Regional groups have been proposed by Louis Suarez-Potts, our Community Manager. The concept of regional groups has been discussed from time to time in the NLC Project, and we discussed it again during OOoCon2009 in Beijing.

What for?

The concept of Native Language communities has worked very well for some languages, but we see that for some places it is still very difficult to build a community even if members contributing to the project are already there. For example Africa and India have several different languages for one large region, or Australia and England have the same language but very different cultures.

It is very difficult to get members connected if we rely only on the language concept for those places. We need some people able to coordinate communication and actions between Regional Groups and the International Community.

How?

The most important step is to identify the methodology or model we can use to federate those Regional Groups. It should be easy to set up and further help should be easy to find. The Native Language Confederation has a role to play here in this identification and mentoring. This is especially true for those projects who are representing the community in events, and who have already organized RegiCons or who federate several FLOSS projects together.

Regions do not need to be defined by countries. For example if we identify that we need more communication and meetings between groups based in Europe, we can form a European Regional Group. When discussing it with the members of the NLC present at OOoCon, we decided to try to set up a face-to-face meeting first and then see how to go further with a larger meeting.

To be able to go further, we also need a dedicated budget for this group in order to be able to meet, and organize our communication.

What kind of contributions?

The main goal is to meet people and talk to them about the project: how it works, who are your neighbors, and how to meet and talk to them. We can meet with other FLOSS groups and share our experience. Connecting people (sorry Nokia ;-) ) everywhere, every time, and help them to enter the project by any door.

RECORD SET ->
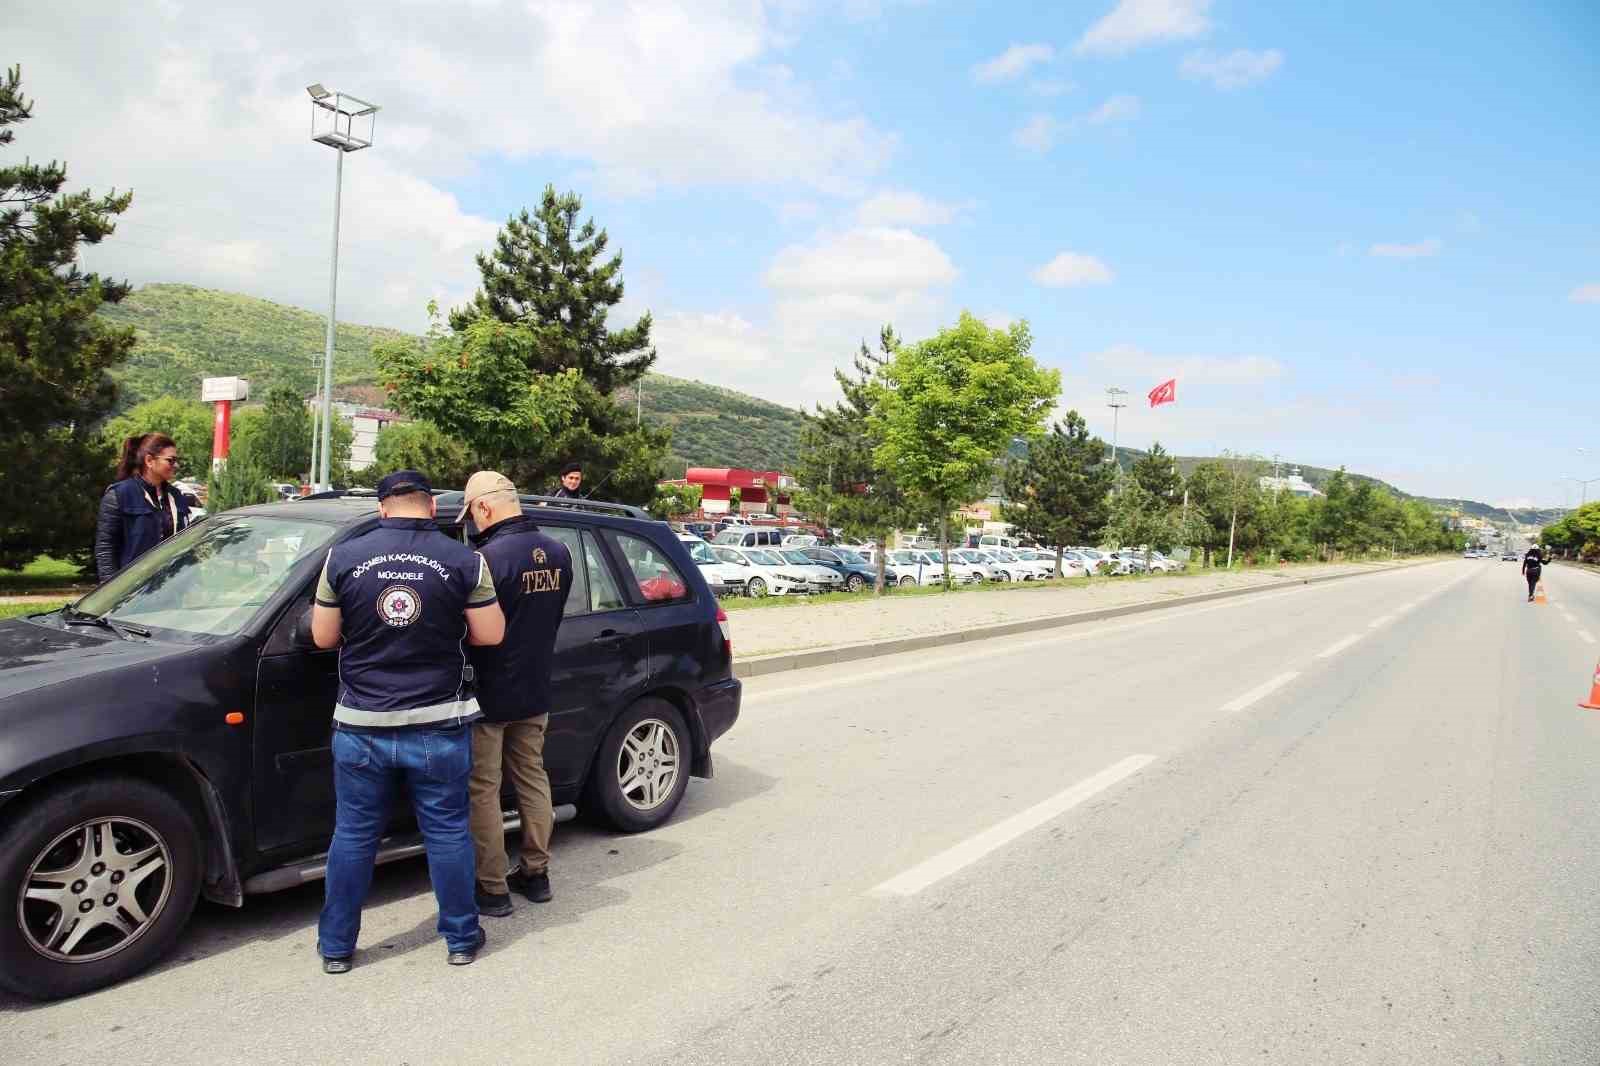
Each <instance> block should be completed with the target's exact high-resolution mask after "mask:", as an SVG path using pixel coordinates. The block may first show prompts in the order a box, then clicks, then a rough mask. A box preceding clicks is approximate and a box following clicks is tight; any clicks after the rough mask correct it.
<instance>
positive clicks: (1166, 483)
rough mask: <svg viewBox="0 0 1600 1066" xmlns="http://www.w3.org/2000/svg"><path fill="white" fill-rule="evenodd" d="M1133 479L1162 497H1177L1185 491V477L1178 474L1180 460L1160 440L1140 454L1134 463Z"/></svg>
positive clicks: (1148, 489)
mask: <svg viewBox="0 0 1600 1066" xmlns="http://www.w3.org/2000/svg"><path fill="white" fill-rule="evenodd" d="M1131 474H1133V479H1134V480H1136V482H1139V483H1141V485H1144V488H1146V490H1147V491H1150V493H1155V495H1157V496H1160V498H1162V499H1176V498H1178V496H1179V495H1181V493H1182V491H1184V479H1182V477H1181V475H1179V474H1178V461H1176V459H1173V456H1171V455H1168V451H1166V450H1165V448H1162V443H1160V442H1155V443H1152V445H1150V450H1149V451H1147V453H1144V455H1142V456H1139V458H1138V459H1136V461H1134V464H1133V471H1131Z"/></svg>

==

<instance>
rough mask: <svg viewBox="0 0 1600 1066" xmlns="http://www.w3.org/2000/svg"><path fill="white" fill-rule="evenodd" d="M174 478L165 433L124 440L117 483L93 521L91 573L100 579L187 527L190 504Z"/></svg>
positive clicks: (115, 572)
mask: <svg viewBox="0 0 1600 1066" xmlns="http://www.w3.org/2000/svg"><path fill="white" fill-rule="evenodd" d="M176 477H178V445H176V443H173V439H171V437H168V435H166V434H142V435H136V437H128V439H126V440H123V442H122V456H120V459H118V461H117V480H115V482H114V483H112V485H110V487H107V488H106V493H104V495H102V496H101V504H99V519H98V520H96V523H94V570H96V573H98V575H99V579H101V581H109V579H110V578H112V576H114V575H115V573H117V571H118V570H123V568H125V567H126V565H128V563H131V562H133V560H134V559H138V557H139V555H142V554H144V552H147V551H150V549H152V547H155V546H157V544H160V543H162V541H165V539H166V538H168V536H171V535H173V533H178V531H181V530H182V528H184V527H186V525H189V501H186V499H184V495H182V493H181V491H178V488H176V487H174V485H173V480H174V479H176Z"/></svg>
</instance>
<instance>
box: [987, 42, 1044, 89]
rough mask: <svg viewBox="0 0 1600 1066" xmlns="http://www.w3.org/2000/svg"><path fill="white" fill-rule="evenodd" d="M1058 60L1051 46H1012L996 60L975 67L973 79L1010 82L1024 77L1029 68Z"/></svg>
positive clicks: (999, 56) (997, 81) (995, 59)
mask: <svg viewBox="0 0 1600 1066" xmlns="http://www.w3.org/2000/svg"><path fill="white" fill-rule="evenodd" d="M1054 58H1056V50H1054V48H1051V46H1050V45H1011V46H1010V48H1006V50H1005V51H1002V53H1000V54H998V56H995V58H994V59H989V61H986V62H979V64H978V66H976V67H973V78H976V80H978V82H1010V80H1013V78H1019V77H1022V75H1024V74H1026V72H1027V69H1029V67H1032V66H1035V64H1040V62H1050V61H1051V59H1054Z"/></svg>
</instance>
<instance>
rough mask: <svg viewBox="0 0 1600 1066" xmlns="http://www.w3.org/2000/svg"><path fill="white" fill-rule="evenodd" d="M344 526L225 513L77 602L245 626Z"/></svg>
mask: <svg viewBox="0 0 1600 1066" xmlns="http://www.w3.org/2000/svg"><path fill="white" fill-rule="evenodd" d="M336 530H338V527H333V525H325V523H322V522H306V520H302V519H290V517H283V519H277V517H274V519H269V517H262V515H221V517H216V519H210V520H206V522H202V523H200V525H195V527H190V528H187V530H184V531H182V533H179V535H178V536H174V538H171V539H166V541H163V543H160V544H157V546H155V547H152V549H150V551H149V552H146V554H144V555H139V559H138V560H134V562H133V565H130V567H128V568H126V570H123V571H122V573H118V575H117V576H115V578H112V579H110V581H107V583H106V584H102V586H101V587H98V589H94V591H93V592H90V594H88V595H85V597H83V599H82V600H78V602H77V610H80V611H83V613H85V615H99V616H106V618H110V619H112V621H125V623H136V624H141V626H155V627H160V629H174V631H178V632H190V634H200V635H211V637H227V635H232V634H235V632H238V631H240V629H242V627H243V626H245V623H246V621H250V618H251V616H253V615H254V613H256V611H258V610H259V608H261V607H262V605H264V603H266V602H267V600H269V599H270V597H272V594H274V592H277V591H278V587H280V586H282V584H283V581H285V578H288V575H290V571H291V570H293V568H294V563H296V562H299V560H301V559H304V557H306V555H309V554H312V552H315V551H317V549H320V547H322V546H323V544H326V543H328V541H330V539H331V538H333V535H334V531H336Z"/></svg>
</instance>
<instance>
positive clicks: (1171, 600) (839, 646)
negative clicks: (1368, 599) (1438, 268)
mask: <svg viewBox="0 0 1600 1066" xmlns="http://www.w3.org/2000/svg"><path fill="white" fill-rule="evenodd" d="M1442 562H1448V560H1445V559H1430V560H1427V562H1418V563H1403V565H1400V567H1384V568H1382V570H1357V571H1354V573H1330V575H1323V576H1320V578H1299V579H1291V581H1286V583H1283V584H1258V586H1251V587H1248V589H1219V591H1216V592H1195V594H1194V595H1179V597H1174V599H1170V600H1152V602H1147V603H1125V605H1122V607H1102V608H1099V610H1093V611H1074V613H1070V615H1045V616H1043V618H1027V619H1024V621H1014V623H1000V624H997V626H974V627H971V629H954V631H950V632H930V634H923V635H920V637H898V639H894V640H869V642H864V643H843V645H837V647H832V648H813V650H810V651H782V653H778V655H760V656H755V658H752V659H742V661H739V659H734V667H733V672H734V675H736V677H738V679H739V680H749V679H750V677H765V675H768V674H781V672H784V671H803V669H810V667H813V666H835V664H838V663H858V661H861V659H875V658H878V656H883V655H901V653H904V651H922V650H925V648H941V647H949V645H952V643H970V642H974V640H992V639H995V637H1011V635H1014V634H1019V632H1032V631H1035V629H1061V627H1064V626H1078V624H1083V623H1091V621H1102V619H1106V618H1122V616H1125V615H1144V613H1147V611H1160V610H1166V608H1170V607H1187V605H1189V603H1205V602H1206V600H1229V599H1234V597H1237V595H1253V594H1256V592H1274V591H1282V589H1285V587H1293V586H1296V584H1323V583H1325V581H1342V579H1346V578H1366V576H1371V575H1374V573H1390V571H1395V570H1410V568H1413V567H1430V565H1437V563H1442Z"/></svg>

* * *

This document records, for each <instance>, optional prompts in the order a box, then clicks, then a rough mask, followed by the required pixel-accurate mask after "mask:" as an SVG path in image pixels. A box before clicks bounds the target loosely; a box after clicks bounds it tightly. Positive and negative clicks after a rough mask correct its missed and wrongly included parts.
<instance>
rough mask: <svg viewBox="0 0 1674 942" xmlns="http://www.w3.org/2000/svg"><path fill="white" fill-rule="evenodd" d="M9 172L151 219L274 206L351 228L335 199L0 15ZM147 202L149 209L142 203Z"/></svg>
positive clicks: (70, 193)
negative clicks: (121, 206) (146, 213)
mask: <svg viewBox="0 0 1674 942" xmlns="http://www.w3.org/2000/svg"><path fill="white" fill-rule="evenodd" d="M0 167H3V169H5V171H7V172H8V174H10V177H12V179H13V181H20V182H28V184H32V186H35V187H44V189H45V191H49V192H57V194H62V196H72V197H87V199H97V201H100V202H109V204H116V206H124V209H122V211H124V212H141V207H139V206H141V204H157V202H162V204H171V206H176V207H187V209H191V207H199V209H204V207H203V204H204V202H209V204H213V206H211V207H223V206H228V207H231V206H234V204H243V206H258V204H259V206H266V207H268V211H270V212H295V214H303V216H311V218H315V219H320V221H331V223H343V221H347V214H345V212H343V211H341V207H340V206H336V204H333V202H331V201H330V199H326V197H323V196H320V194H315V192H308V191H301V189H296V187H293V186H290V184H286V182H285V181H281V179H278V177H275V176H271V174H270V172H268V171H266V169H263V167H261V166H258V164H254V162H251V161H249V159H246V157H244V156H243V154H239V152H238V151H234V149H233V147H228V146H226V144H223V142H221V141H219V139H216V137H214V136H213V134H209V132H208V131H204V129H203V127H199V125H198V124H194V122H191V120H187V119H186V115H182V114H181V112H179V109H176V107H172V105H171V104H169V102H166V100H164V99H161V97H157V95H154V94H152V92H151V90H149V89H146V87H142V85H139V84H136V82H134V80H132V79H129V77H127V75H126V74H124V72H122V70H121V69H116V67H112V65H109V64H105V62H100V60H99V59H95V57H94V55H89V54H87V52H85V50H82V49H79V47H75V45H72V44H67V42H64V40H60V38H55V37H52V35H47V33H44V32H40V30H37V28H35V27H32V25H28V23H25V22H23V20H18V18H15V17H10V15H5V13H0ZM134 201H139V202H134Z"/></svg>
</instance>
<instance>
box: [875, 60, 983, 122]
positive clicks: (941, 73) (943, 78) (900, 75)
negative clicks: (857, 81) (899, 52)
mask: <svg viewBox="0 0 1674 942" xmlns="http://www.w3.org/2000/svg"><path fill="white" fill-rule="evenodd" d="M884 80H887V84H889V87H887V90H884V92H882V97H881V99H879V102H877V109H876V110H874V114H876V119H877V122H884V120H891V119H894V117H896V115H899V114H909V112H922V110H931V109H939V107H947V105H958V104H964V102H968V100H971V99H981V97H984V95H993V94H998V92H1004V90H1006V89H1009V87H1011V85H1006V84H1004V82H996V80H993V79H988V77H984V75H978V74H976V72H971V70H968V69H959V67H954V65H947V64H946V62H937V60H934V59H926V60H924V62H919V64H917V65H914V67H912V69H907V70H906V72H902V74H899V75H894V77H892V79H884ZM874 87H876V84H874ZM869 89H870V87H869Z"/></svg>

TO DO ->
1: Answer these questions from the regional groups text, each in a line:
(a) Who proposed regional groups?
(b) Which two places are named as sharing a language but having very different cultures?
(c) What did the NLC members present at OOoCon decide to try first?
2: Write the next part of the regional groups text, picking up after its last sentence.

ANSWERS BELOW ->
1:
(a) Louis Suarez-Potts, the Community Manager.
(b) Australia and England.
(c) To set up a face-to-face meeting first, and then see how to go further with a larger meeting.

2:
Well, of course 2009 is a developer dedicated year, but some examples of contributions are:

  • L10nQA: We have now around 100 localized version of OOo, but only a few get out of the RC stage because of lack of testing.
  • DevQA: We need more people participating to QA on the developers build to improve the overall quality of our product. OOo3.0. was not so good in this regard.
  • We need people localizing the OOo satellites (extensions, templates,...).
  • We need people able to attract new developers.
  • Documentation is another important area, being for the developer and the end user.
  • RegiCons : Workshops, conferences, BOF, meetings between developers and contributors.
  • ...

Further Thoughts

Regional Groups should be seen as a continuation of the Native Language Confederation in the continuous effort to grow the community. I think that it should also help MarCon to feel less isolated in their countries and provide opportunities for them to meet and exchange information about their local interventions.

Being an interface between the community and users is not an easy task that will happen quite often to Regional Group members. I don't know how to legitimate this role of coordinator in the project, however I think it is important. They will be locally visible and need to know that they have full community support. This lead to the question, how does someone become a coordinator? This needs to be defined in a 'Who' part.

We should have a dedicated meeting once a year for the coordinators (and the members who want to attend of course) to get the feedback on what has been done and where we can improve the task. We currently really lack this kind of meeting, even for NLC members.